#### SOURCE DOCUMENT ####

Strong health data systems mean better care and decision-making

Through IDRC grants, researchers conducted the first comprehensive assessment of HIS in Jordan, strengthening the collection, analysis and use of data to inform health policies and practice. In particular, the study assessed the extent to which Jordan’s existing systems and their built-in indicators capture the experiences and priority needs of vulnerable groups, including metrics for maternal, adolescent, child and refugee health. Jordan’s Ministry of Health has already begun to revise its existing systems using findings from the assessment.

In parallel, IDRC funded a project to develop and implement Jordan’s first standardized electronic surveillance and reporting system for perinatal and neonatal mortality data. The resulting Jordan Stillbirths and Neonatal Deaths Surveillance System (JSANDS) collects, organizes, analyzes and disseminates data on stillbirths and neonatal deaths as well as their causes.

Female nurses in Jordan report that the system has empowered them within health care teams by giving them the information needed to support informed patient care. Rudaina Shdefat, a nurse unit manager working at one of the five hospitals that serves disadvantaged populations, was very happy with the interventions that have taken place to improve the survival rate of newborns and track stillbirths, including the formation of a committee to examine the causes contributing to stillbirths and neonatal deaths and identify actions that could reduce similar preventable deaths. Shdefat told one of the JSANDS members, “I can’t tell you how much I’m pleased with what the members of the Death Review Committee come up with after each meeting in order to prevent similar deaths.”

A group gathers for training on use of the JSANDS system at Al Karak Government Hospital, Al Karak City, Jordan.
JSANDS team training nurses and pediatricians on how to use the JSANDS system at Al Karak Government Hospital, Al Karak City, Jordan.

Facilitating access to care via digital platforms

Additional IDRC-funded research projects have focused on strengthening direct patient care and access through digital platforms and systems.

####

Reproduce the stretch of the passage on Jordan's health data systems from "Through IDRC grants, researchers" through "from the assessment.", swapping "vulnerable groups" for "marginalized populations".

#### ENTRIES PROVIDED ####

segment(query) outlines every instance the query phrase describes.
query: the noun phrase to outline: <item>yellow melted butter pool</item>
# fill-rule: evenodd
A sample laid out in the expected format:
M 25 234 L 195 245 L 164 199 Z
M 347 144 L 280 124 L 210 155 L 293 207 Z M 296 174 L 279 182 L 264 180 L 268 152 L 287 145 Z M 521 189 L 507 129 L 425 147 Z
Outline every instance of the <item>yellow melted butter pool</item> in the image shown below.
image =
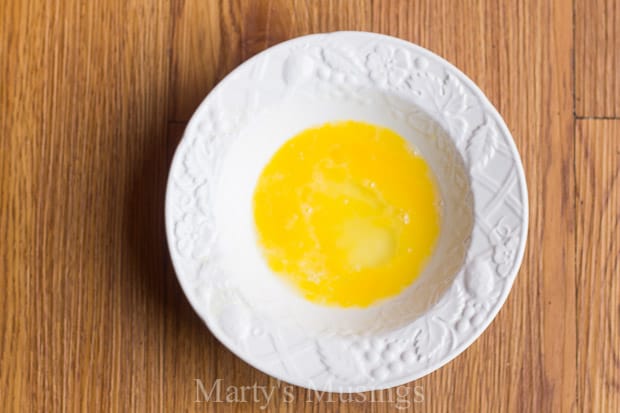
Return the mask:
M 441 225 L 427 162 L 390 129 L 343 121 L 284 143 L 255 188 L 271 270 L 306 299 L 367 307 L 409 286 Z

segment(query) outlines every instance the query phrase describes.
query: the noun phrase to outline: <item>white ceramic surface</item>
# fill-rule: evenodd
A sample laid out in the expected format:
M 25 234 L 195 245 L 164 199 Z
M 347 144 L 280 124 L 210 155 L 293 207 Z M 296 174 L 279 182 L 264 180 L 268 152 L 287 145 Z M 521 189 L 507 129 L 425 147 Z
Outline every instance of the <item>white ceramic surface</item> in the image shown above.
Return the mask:
M 332 120 L 397 131 L 437 176 L 443 220 L 420 278 L 366 309 L 304 300 L 266 266 L 251 197 L 288 138 Z M 381 389 L 448 362 L 492 321 L 527 235 L 527 189 L 506 125 L 458 69 L 373 33 L 296 38 L 253 57 L 204 100 L 174 156 L 166 231 L 179 282 L 213 334 L 283 381 Z

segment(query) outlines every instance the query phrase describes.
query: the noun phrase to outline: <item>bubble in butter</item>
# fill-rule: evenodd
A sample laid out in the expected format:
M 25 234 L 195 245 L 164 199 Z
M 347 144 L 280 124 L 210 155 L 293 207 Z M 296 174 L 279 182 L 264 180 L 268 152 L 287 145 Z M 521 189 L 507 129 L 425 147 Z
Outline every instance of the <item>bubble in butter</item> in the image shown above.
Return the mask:
M 288 140 L 254 192 L 258 243 L 306 299 L 367 307 L 409 286 L 433 253 L 439 195 L 395 132 L 343 121 Z

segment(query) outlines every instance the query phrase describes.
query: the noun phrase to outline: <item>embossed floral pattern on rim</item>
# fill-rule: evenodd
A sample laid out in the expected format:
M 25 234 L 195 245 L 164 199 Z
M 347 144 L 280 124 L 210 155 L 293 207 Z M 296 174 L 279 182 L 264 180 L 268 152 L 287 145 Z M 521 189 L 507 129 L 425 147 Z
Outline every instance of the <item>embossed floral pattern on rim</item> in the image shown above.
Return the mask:
M 355 48 L 349 46 L 351 39 L 362 39 L 373 46 L 356 56 Z M 411 326 L 380 339 L 308 338 L 295 349 L 282 348 L 285 340 L 278 337 L 282 331 L 263 332 L 268 330 L 263 326 L 257 329 L 261 334 L 270 335 L 274 351 L 261 359 L 223 333 L 201 302 L 203 293 L 200 291 L 211 288 L 201 279 L 209 277 L 201 262 L 209 256 L 213 242 L 213 222 L 207 205 L 208 178 L 217 169 L 213 151 L 218 144 L 232 139 L 234 125 L 242 121 L 235 114 L 222 116 L 214 106 L 217 106 L 222 85 L 249 76 L 261 60 L 276 51 L 298 55 L 301 45 L 320 48 L 322 66 L 316 71 L 319 77 L 335 77 L 339 84 L 365 81 L 399 92 L 404 90 L 404 93 L 415 95 L 413 97 L 422 102 L 421 106 L 432 98 L 433 105 L 427 109 L 436 111 L 434 117 L 459 148 L 470 173 L 472 188 L 485 188 L 492 192 L 492 197 L 484 208 L 475 206 L 475 220 L 482 236 L 472 243 L 483 253 L 468 255 L 453 285 L 437 305 Z M 344 54 L 340 56 L 340 53 Z M 295 59 L 286 59 L 285 67 L 279 72 L 282 79 L 278 82 L 285 86 L 299 81 L 299 76 L 308 76 L 303 70 L 287 70 L 286 65 L 299 68 Z M 359 67 L 349 70 L 347 65 L 352 61 Z M 414 75 L 423 81 L 416 83 Z M 196 151 L 196 147 L 204 150 Z M 202 156 L 213 165 L 212 169 L 206 170 L 191 159 L 188 161 L 190 156 Z M 495 171 L 491 161 L 496 156 L 503 156 L 505 162 L 510 163 L 505 179 L 499 183 L 492 179 Z M 487 223 L 481 214 L 489 210 L 501 217 Z M 518 224 L 506 224 L 501 215 L 503 210 L 510 210 L 510 214 L 518 218 Z M 328 391 L 367 391 L 406 383 L 440 368 L 464 351 L 495 318 L 507 298 L 523 258 L 527 224 L 527 189 L 519 154 L 504 121 L 484 94 L 457 68 L 432 52 L 401 39 L 367 32 L 295 38 L 265 50 L 235 69 L 207 96 L 188 124 L 174 156 L 166 193 L 166 233 L 173 266 L 188 300 L 213 334 L 233 353 L 267 374 L 302 387 Z M 308 352 L 316 356 L 320 372 L 306 377 L 303 372 L 290 374 L 295 358 L 301 363 Z M 269 363 L 265 361 L 268 358 Z M 274 364 L 273 360 L 283 368 L 275 367 L 279 364 Z

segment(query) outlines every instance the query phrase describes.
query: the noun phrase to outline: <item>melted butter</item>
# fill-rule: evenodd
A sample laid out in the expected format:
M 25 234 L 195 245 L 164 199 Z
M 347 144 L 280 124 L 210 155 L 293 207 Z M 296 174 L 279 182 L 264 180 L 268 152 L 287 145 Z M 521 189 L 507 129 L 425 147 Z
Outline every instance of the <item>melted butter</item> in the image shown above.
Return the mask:
M 440 229 L 426 161 L 395 132 L 363 122 L 288 140 L 253 202 L 269 267 L 326 305 L 366 307 L 398 294 L 422 271 Z

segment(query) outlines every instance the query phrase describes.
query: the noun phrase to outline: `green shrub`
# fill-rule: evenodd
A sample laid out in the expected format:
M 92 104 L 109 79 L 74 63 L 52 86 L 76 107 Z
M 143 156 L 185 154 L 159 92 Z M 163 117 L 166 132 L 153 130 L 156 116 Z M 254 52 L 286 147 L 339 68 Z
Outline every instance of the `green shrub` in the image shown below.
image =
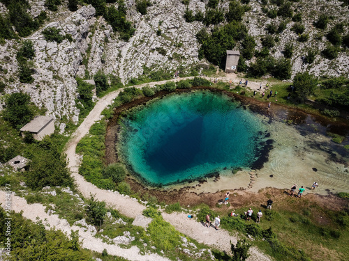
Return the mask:
M 105 15 L 104 15 L 105 20 L 110 24 L 113 30 L 120 33 L 121 39 L 128 41 L 133 35 L 135 29 L 132 26 L 132 24 L 126 20 L 126 12 L 124 1 L 119 1 L 118 9 L 114 6 L 108 6 L 106 8 Z
M 293 9 L 292 3 L 287 1 L 279 8 L 278 15 L 285 17 L 292 17 L 293 15 Z
M 278 28 L 276 26 L 276 24 L 275 24 L 274 23 L 267 24 L 267 31 L 270 34 L 274 34 L 276 33 L 278 31 Z
M 47 42 L 57 42 L 57 43 L 61 43 L 66 39 L 65 36 L 60 34 L 61 29 L 57 29 L 54 27 L 47 27 L 41 33 L 45 36 L 45 39 Z
M 91 194 L 85 208 L 87 222 L 101 227 L 104 221 L 104 216 L 107 213 L 105 202 L 95 200 L 94 196 Z
M 349 198 L 349 193 L 347 192 L 339 192 L 338 196 L 339 198 Z
M 59 6 L 61 3 L 61 0 L 45 0 L 44 6 L 50 11 L 55 12 L 58 10 L 57 6 Z
M 147 97 L 151 97 L 153 96 L 155 94 L 155 91 L 153 88 L 150 88 L 148 86 L 144 86 L 142 88 L 142 91 L 143 92 L 143 94 L 144 96 Z
M 332 28 L 326 35 L 327 40 L 334 46 L 340 46 L 342 42 L 342 38 L 339 30 L 336 26 Z
M 309 33 L 302 33 L 298 38 L 298 40 L 301 42 L 306 42 L 309 40 Z
M 346 137 L 339 134 L 336 134 L 335 133 L 327 132 L 327 134 L 330 137 L 332 137 L 332 141 L 335 142 L 336 143 L 341 143 L 343 141 L 346 139 Z
M 177 83 L 177 88 L 179 89 L 188 89 L 191 88 L 192 83 L 190 81 L 181 81 Z
M 5 97 L 3 117 L 17 129 L 22 128 L 34 118 L 29 107 L 30 96 L 27 93 L 14 93 Z
M 174 212 L 181 212 L 181 207 L 178 202 L 174 204 L 170 204 L 165 208 L 165 212 L 168 214 L 171 214 Z
M 266 48 L 272 48 L 275 45 L 275 40 L 272 35 L 266 35 L 262 38 L 262 45 Z
M 169 92 L 172 92 L 176 90 L 176 84 L 173 81 L 169 81 L 163 86 L 163 89 Z
M 144 210 L 143 210 L 143 215 L 149 217 L 151 219 L 156 219 L 160 216 L 161 216 L 161 213 L 156 207 L 148 207 Z
M 304 30 L 305 30 L 305 27 L 301 23 L 295 23 L 291 27 L 291 31 L 293 31 L 297 34 L 303 33 L 303 32 L 304 31 Z
M 293 22 L 302 22 L 302 14 L 298 13 L 292 17 Z
M 327 59 L 334 59 L 338 57 L 339 53 L 339 48 L 338 47 L 327 45 L 327 47 L 322 51 L 322 55 Z
M 281 21 L 280 22 L 280 24 L 279 24 L 279 26 L 278 26 L 278 33 L 282 33 L 285 29 L 286 29 L 286 26 L 287 26 L 287 21 Z
M 221 10 L 209 8 L 202 20 L 206 26 L 217 24 L 224 21 L 224 13 Z
M 321 14 L 320 15 L 318 21 L 315 22 L 315 26 L 320 29 L 325 29 L 326 27 L 327 27 L 329 20 L 329 17 L 327 15 Z
M 117 190 L 121 193 L 124 195 L 131 195 L 132 190 L 128 183 L 124 181 L 119 182 L 117 186 Z
M 104 168 L 102 174 L 105 178 L 111 178 L 115 183 L 119 183 L 125 180 L 126 171 L 123 165 L 114 163 Z
M 147 232 L 150 235 L 154 246 L 158 249 L 166 251 L 177 248 L 181 244 L 181 234 L 161 216 L 151 221 Z
M 270 9 L 268 12 L 268 17 L 269 18 L 276 18 L 278 16 L 278 11 L 276 9 Z
M 138 12 L 144 15 L 147 15 L 147 8 L 151 5 L 151 3 L 148 0 L 138 0 L 135 2 L 135 8 Z
M 293 86 L 297 94 L 303 99 L 314 93 L 317 84 L 317 79 L 307 72 L 297 73 L 293 78 Z
M 285 49 L 283 50 L 283 56 L 285 58 L 292 58 L 292 54 L 293 54 L 293 44 L 288 43 L 285 46 Z
M 316 54 L 318 54 L 318 50 L 315 49 L 311 49 L 308 50 L 308 52 L 304 57 L 304 63 L 309 64 L 313 63 L 315 61 Z
M 94 76 L 94 80 L 96 83 L 96 93 L 98 95 L 101 92 L 107 90 L 108 85 L 107 83 L 107 76 L 101 70 Z
M 195 20 L 195 17 L 193 14 L 193 10 L 190 10 L 188 7 L 184 11 L 183 17 L 184 17 L 184 19 L 187 23 L 191 23 Z
M 225 14 L 225 18 L 228 22 L 242 21 L 245 13 L 249 10 L 251 10 L 251 6 L 248 5 L 242 5 L 237 1 L 230 1 L 229 10 Z
M 253 57 L 255 47 L 256 45 L 257 44 L 255 43 L 255 40 L 253 37 L 246 35 L 241 42 L 241 47 L 242 48 L 241 50 L 242 56 L 246 59 L 251 59 L 252 57 Z

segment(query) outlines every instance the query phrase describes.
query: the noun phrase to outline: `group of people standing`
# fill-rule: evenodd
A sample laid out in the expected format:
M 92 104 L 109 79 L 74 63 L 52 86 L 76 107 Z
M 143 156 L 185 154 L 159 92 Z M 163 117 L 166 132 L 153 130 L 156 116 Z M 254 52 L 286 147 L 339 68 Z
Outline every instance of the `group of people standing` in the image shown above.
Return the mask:
M 295 191 L 297 189 L 297 186 L 298 186 L 297 184 L 295 183 L 293 186 L 291 187 L 291 191 L 290 191 L 290 196 L 293 196 L 295 195 Z M 311 189 L 315 189 L 316 187 L 319 187 L 319 184 L 318 182 L 315 182 L 313 183 L 313 185 L 311 185 Z M 303 192 L 304 192 L 305 189 L 302 186 L 299 189 L 298 189 L 298 193 L 297 194 L 296 197 L 297 198 L 301 198 L 302 194 L 303 194 Z

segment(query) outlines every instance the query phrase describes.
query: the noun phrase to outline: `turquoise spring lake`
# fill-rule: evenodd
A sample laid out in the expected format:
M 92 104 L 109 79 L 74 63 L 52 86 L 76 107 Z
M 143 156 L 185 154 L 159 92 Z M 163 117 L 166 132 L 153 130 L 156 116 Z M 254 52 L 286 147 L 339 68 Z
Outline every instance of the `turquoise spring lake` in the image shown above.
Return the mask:
M 261 117 L 209 91 L 154 100 L 128 111 L 120 123 L 119 155 L 155 187 L 251 168 L 263 157 L 267 136 Z

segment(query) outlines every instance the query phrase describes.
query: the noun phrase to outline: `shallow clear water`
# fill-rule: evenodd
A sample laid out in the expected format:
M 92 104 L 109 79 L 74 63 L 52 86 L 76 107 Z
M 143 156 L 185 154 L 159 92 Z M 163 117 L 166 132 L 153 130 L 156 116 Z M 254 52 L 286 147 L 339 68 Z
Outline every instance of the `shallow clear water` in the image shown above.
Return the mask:
M 265 126 L 230 97 L 198 91 L 172 94 L 121 118 L 119 153 L 151 185 L 248 168 L 261 157 Z

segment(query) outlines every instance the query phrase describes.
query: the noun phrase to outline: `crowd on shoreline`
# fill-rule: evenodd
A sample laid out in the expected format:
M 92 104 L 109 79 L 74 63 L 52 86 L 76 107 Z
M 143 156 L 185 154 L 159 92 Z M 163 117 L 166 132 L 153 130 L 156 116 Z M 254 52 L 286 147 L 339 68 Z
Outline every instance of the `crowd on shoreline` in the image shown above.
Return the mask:
M 297 184 L 295 184 L 293 186 L 292 186 L 288 195 L 290 196 L 292 196 L 292 197 L 295 196 L 296 198 L 302 198 L 302 195 L 303 194 L 303 192 L 304 192 L 305 189 L 304 188 L 303 186 L 302 186 L 298 190 L 298 193 L 296 195 L 295 193 L 295 191 L 297 189 L 297 186 L 298 186 Z M 318 187 L 318 182 L 315 182 L 311 185 L 311 189 L 315 189 L 315 187 Z M 230 192 L 228 191 L 224 196 L 224 200 L 222 200 L 222 203 L 224 203 L 225 205 L 228 204 L 228 200 L 229 200 L 229 195 L 230 195 Z M 269 198 L 269 200 L 267 201 L 267 206 L 266 207 L 265 206 L 265 207 L 267 209 L 272 209 L 272 204 L 273 204 L 273 200 L 272 200 L 272 198 Z M 236 212 L 236 210 L 232 211 L 231 213 L 229 214 L 229 216 L 232 217 L 232 218 L 239 216 L 239 214 L 235 213 L 235 212 Z M 245 219 L 245 220 L 249 221 L 251 221 L 253 213 L 253 210 L 252 209 L 251 207 L 250 207 L 248 209 L 248 210 L 247 210 L 246 212 L 244 212 L 244 215 L 242 215 L 242 217 L 244 217 Z M 263 213 L 262 212 L 262 210 L 260 209 L 259 212 L 257 212 L 255 222 L 260 223 L 260 219 L 262 216 L 263 216 Z M 208 213 L 206 215 L 206 222 L 205 223 L 205 226 L 209 228 L 211 226 L 211 214 L 209 213 Z M 214 221 L 214 227 L 216 229 L 216 230 L 218 230 L 218 228 L 220 224 L 221 224 L 221 219 L 220 219 L 219 216 L 217 216 L 216 217 L 215 217 Z

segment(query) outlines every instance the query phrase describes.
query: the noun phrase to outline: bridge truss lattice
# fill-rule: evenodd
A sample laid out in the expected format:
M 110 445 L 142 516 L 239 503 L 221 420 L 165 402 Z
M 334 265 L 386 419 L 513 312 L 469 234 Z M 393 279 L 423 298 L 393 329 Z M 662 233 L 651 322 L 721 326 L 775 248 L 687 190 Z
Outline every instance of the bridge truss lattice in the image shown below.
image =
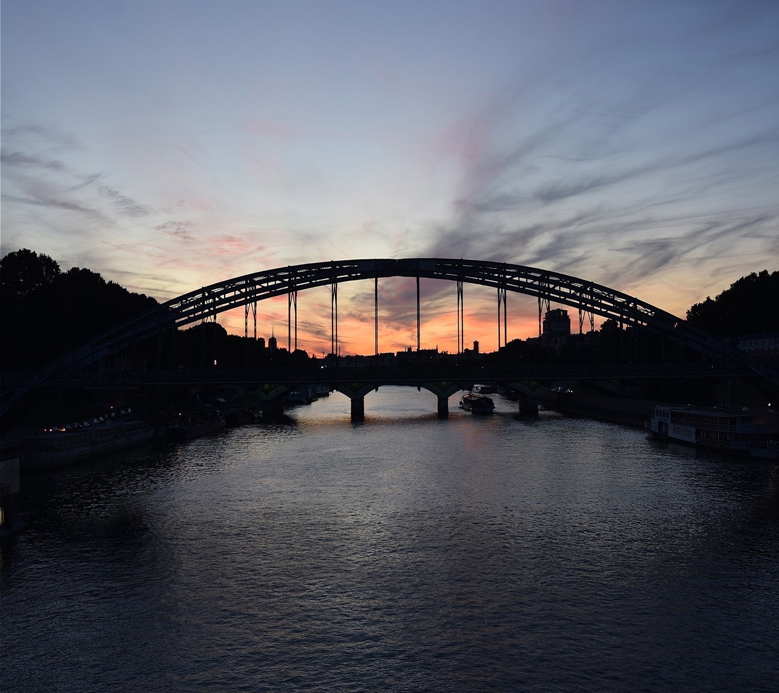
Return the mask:
M 116 354 L 118 350 L 135 342 L 154 336 L 162 331 L 179 328 L 197 322 L 216 320 L 219 313 L 234 308 L 245 309 L 245 334 L 249 335 L 249 315 L 255 321 L 256 336 L 257 302 L 276 296 L 287 295 L 288 320 L 291 323 L 294 311 L 294 334 L 297 346 L 297 312 L 298 291 L 315 287 L 330 287 L 331 290 L 333 353 L 337 349 L 337 287 L 344 282 L 373 280 L 378 301 L 378 280 L 384 277 L 416 278 L 418 348 L 419 326 L 420 278 L 456 282 L 457 284 L 457 341 L 458 351 L 464 348 L 463 319 L 463 285 L 479 284 L 495 288 L 498 292 L 499 335 L 502 309 L 503 342 L 506 343 L 506 303 L 509 292 L 535 297 L 538 301 L 539 322 L 543 308 L 551 303 L 569 306 L 579 311 L 581 330 L 585 320 L 590 329 L 594 316 L 612 318 L 622 325 L 647 328 L 670 337 L 707 357 L 725 359 L 749 367 L 774 388 L 779 387 L 779 373 L 749 355 L 738 351 L 711 335 L 698 329 L 686 321 L 651 304 L 587 280 L 536 267 L 507 262 L 441 258 L 375 259 L 312 262 L 277 267 L 273 269 L 246 274 L 190 291 L 161 304 L 158 308 L 117 325 L 114 329 L 90 340 L 63 358 L 50 364 L 31 376 L 24 383 L 4 393 L 2 411 L 24 392 L 48 377 L 65 368 L 79 369 L 100 359 Z M 378 350 L 378 308 L 376 348 Z M 292 330 L 287 332 L 288 347 L 292 348 Z M 500 336 L 499 336 L 499 344 Z

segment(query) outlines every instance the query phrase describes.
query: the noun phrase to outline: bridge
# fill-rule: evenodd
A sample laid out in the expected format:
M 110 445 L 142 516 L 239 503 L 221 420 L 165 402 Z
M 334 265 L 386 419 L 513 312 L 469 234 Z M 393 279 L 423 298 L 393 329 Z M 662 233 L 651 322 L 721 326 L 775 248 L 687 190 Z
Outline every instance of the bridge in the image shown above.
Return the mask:
M 287 346 L 297 348 L 298 293 L 316 287 L 329 287 L 331 306 L 331 353 L 338 353 L 338 287 L 345 282 L 372 280 L 375 296 L 375 353 L 379 354 L 379 280 L 403 276 L 417 280 L 417 348 L 420 346 L 420 292 L 421 278 L 455 282 L 457 296 L 457 352 L 464 351 L 465 325 L 463 287 L 466 283 L 495 290 L 498 304 L 499 346 L 506 341 L 506 298 L 509 292 L 537 298 L 538 320 L 552 302 L 579 311 L 580 331 L 585 322 L 590 329 L 594 316 L 611 318 L 621 325 L 643 327 L 703 355 L 732 364 L 733 370 L 749 373 L 770 389 L 779 389 L 779 372 L 683 319 L 646 301 L 594 282 L 549 270 L 506 262 L 440 258 L 374 259 L 330 261 L 278 267 L 243 275 L 190 291 L 159 307 L 116 325 L 79 349 L 29 375 L 2 392 L 5 413 L 19 397 L 63 371 L 76 372 L 115 355 L 136 342 L 160 336 L 198 322 L 216 320 L 221 312 L 244 308 L 245 336 L 249 336 L 249 315 L 253 316 L 256 337 L 257 304 L 287 295 Z M 502 331 L 501 331 L 502 322 Z M 540 332 L 540 329 L 539 329 Z M 418 378 L 417 378 L 418 380 Z M 426 378 L 432 382 L 435 378 Z M 448 382 L 448 381 L 446 381 Z

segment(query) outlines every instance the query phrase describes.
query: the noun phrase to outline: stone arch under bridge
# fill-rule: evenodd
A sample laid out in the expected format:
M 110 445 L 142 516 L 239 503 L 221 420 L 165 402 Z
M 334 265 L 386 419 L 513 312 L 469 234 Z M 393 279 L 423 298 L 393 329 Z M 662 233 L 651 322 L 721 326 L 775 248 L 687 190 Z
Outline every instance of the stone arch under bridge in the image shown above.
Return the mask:
M 591 324 L 594 316 L 598 315 L 616 320 L 623 325 L 645 327 L 664 336 L 671 337 L 706 356 L 746 366 L 770 387 L 779 387 L 779 372 L 773 368 L 671 313 L 636 297 L 594 282 L 547 269 L 508 262 L 443 258 L 374 259 L 310 262 L 277 267 L 245 274 L 184 294 L 160 304 L 158 308 L 118 325 L 57 361 L 49 364 L 23 382 L 9 388 L 2 392 L 2 411 L 5 413 L 19 396 L 55 373 L 66 368 L 78 370 L 86 368 L 135 342 L 155 336 L 166 329 L 216 319 L 219 313 L 225 311 L 244 307 L 248 333 L 249 311 L 253 308 L 256 321 L 258 301 L 287 295 L 289 297 L 288 315 L 291 322 L 293 307 L 295 314 L 297 313 L 298 292 L 315 287 L 330 287 L 331 289 L 333 328 L 332 339 L 335 346 L 337 343 L 339 284 L 373 280 L 378 287 L 379 279 L 391 276 L 417 279 L 418 326 L 419 279 L 444 280 L 457 283 L 458 351 L 464 348 L 464 330 L 461 329 L 462 287 L 466 283 L 479 284 L 491 287 L 498 292 L 499 311 L 501 305 L 504 311 L 504 339 L 506 296 L 509 292 L 524 294 L 538 298 L 539 315 L 542 305 L 548 307 L 554 302 L 578 310 L 580 326 L 584 319 L 588 318 Z M 376 296 L 378 297 L 378 289 Z M 295 324 L 297 325 L 297 317 Z M 291 328 L 290 339 L 291 333 Z

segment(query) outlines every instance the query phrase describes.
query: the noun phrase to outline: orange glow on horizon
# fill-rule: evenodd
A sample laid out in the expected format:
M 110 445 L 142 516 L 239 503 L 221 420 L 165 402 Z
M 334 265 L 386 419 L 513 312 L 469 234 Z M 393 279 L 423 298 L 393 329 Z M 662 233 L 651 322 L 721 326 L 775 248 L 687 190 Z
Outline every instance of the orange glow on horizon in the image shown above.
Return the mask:
M 393 278 L 396 283 L 404 283 L 402 278 Z M 380 353 L 403 351 L 409 346 L 417 348 L 415 287 L 411 295 L 402 291 L 388 295 L 382 292 L 379 280 L 379 350 Z M 411 283 L 414 283 L 411 279 Z M 407 280 L 405 282 L 407 283 Z M 450 354 L 457 350 L 457 316 L 456 287 L 449 282 L 428 280 L 430 286 L 438 287 L 438 293 L 428 298 L 424 283 L 421 283 L 421 349 L 435 349 Z M 397 288 L 397 287 L 396 287 Z M 406 287 L 407 289 L 407 287 Z M 382 293 L 384 295 L 382 295 Z M 449 294 L 451 294 L 450 296 Z M 466 286 L 464 290 L 464 336 L 465 347 L 471 349 L 474 340 L 479 343 L 481 353 L 495 351 L 498 348 L 497 296 L 486 287 Z M 382 304 L 383 299 L 383 304 Z M 390 304 L 388 305 L 387 304 Z M 393 309 L 394 307 L 394 309 Z M 556 306 L 553 305 L 552 308 Z M 578 312 L 568 310 L 571 318 L 571 332 L 579 330 Z M 291 311 L 291 336 L 287 331 L 288 298 L 279 296 L 257 304 L 257 336 L 266 341 L 273 334 L 280 347 L 294 350 L 294 310 Z M 502 311 L 501 312 L 501 341 L 503 341 Z M 219 316 L 219 322 L 227 332 L 243 336 L 245 310 L 237 308 Z M 596 320 L 596 329 L 602 322 Z M 538 335 L 538 313 L 536 299 L 512 294 L 508 297 L 506 311 L 508 341 L 526 339 Z M 320 357 L 331 350 L 330 288 L 319 287 L 298 294 L 298 348 L 309 356 Z M 586 331 L 588 323 L 585 322 Z M 254 319 L 249 314 L 248 333 L 254 336 Z M 338 344 L 343 356 L 370 355 L 375 353 L 374 295 L 372 282 L 351 282 L 339 285 L 338 290 Z

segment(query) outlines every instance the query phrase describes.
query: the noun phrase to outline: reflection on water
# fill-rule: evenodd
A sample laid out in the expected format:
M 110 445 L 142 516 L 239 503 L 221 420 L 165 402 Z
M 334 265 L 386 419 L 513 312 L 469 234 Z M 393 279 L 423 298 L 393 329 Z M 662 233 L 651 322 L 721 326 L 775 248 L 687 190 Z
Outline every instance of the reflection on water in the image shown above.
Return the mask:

####

* OUTPUT FOR THIS TASK:
Through IDRC grants, researchers conducted the first comprehensive assessment of HIS in Jordan, strengthening the collection, analysis and use of data to inform health policies and practice. In particular, the study assessed the extent to which Jordan’s existing systems and their built-in indicators capture the experiences and priority needs of marginalized populations, including metrics for maternal, adolescent, child and refugee health. Jordan’s Ministry of Health has already begun to revise its existing systems using findings from the assessment.